• WORK ITEM: Repeat the listing verbatim. Drop any pictures.

• DATA FOR THE TASK:
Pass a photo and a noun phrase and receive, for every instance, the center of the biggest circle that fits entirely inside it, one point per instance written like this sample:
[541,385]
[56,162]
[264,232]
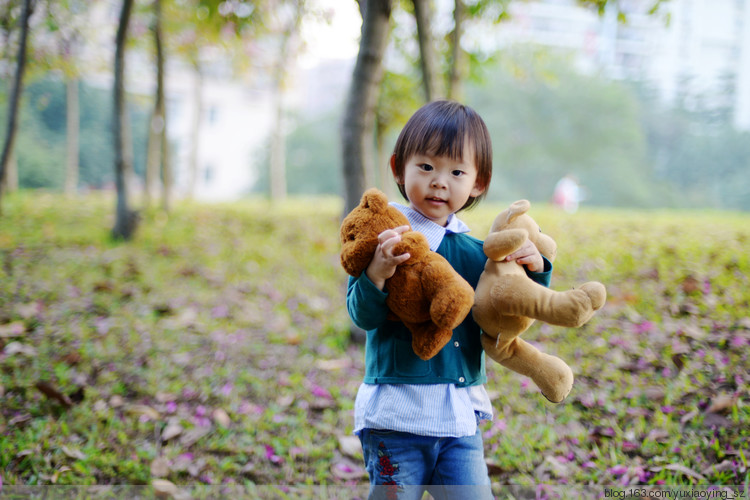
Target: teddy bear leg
[428,339]
[550,373]
[571,308]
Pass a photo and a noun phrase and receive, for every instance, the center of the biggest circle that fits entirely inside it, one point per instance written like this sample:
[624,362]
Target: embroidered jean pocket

• EXPECTED OUTPUT:
Pass a photo and a noun phrase and receive, for every instance, the center of the biggest circle that fits entirely inside it, one point per instance written like this sample:
[541,385]
[56,162]
[264,232]
Target: teddy bear leg
[428,339]
[550,373]
[571,308]
Pass a photo and a noun phrase and receive, for every instance, the center of the biggest circle that fits entirely inside it, one point per instance written like this sample:
[624,362]
Target: embroidered jean pocket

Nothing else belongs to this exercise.